_Given information:_
Segment Open

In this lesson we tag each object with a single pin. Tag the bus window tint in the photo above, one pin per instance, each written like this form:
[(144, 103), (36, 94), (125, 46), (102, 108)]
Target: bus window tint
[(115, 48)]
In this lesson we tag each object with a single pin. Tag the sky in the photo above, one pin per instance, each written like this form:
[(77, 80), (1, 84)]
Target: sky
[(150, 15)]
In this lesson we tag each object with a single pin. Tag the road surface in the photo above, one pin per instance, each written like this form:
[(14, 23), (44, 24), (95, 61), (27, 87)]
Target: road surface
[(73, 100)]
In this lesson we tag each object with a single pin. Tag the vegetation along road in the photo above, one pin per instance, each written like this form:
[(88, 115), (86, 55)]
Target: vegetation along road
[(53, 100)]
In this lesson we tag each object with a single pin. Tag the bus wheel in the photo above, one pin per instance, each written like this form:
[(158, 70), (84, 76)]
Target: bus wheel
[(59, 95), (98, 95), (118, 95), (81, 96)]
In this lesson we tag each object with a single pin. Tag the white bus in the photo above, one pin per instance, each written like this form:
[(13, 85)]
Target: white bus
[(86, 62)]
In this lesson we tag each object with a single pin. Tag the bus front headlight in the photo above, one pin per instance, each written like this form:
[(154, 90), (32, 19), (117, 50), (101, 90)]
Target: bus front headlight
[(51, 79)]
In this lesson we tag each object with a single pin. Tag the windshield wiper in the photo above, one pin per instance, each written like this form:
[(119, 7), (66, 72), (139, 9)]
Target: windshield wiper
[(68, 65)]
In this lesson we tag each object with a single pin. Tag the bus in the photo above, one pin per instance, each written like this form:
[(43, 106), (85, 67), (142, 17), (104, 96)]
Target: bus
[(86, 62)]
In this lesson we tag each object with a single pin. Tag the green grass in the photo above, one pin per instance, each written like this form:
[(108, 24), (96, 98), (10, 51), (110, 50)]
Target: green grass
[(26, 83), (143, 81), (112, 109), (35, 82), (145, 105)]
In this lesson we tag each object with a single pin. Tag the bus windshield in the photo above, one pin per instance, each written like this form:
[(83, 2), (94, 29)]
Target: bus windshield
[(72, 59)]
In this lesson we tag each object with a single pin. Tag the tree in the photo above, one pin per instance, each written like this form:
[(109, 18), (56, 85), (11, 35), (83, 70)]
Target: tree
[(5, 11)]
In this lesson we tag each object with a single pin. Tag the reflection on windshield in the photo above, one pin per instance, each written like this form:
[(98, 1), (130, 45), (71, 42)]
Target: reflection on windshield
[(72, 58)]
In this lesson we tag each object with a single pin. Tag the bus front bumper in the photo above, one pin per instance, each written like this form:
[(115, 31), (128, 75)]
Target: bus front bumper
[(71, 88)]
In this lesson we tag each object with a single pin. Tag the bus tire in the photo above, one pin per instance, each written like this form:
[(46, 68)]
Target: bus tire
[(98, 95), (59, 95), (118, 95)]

Segment Closed

_Your instructions:_ Quote the whole listing above, leaving nothing out.

_Response area:_
In this lesson we tag each object with a single pin. Tag the bus window tint in the photo above, one pin per instance, each written like this form:
[(144, 103), (36, 94), (125, 46), (102, 108)]
Target: bus window tint
[(115, 48)]
In this lesson we tag each object with a single pin. Tag the sky in the photo above, one pin per instance, each written like this form:
[(77, 80), (1, 84)]
Target: sky
[(150, 15)]
In this lesson we tag each object with a single pin. Tag the road surface in the photo above, one pin per instance, each written like this form:
[(14, 23), (44, 24), (95, 61), (27, 87)]
Target: road surface
[(73, 100)]
In this lesson we tag each object with a single pin. Tag the vegetation along road in the photo above, one pin per instance, each written like this form:
[(88, 115), (86, 55)]
Target: vegetation along road
[(53, 100)]
In this lesson we tag each object with a single pin. Tag the bus wheel in the photo above, one pin per instance, each written like this form:
[(158, 70), (84, 76)]
Target: bus wheel
[(59, 95), (98, 95), (118, 95), (81, 96)]
In this lesson we tag each object with a single pin. Tag the white bus in the photo above, one pin per instance, each written like this form:
[(13, 85)]
Target: white bus
[(86, 62)]
In this lesson we tag each object with a single pin. Tag the bus front headlight in the photo above, one pin per instance, each written like this form:
[(154, 90), (32, 19), (117, 50), (101, 90)]
Target: bus front headlight
[(51, 79)]
In this lesson we tag each object with a single pin. Tag the windshield wiper in the photo above, one pin per instance, each written like this form:
[(119, 7), (66, 72), (139, 9)]
Target: windshield wiper
[(68, 65)]
In this lesson we tag each object with a single pin. Tag the bus in the photo above, one pin per instance, each written like this form:
[(43, 106), (85, 67), (142, 17), (104, 96)]
Target: bus
[(86, 62)]
In this lesson we tag each object with a single pin. Tag the green grass in the photo above, one pin per instance, each written like this form:
[(108, 24), (96, 98), (10, 51), (110, 50)]
Target: green grass
[(26, 83), (143, 81), (112, 109), (35, 82), (145, 105)]
In this lesson we tag each object with a single pin. Tag the bus windshield in the photo above, one pin per instance, each written like this form:
[(83, 2), (94, 29)]
Target: bus windshield
[(72, 59)]
In this lesson we tag each object with a single pin. Tag the tree in the photo above, one pin per instance, each written like this form:
[(109, 18), (56, 85), (11, 35), (83, 70)]
Target: tree
[(5, 11)]
In this lesson we tag each object with a single pin. Tag the reflection on windshield in the photo above, one pin per instance, each written like this form:
[(98, 1), (130, 45), (71, 42)]
Target: reflection on windshield
[(72, 58)]
In this lesson we tag each object with a single pin. Tag the bus front bumper in the photo above, one pin per instance, each written like this form:
[(115, 31), (128, 75)]
Target: bus front bumper
[(71, 88)]
In this lesson we tag each object with a single pin. Tag the bus tire in the photo above, one pin per instance, each written like this form:
[(46, 68)]
Target: bus tire
[(98, 95), (59, 95), (118, 95)]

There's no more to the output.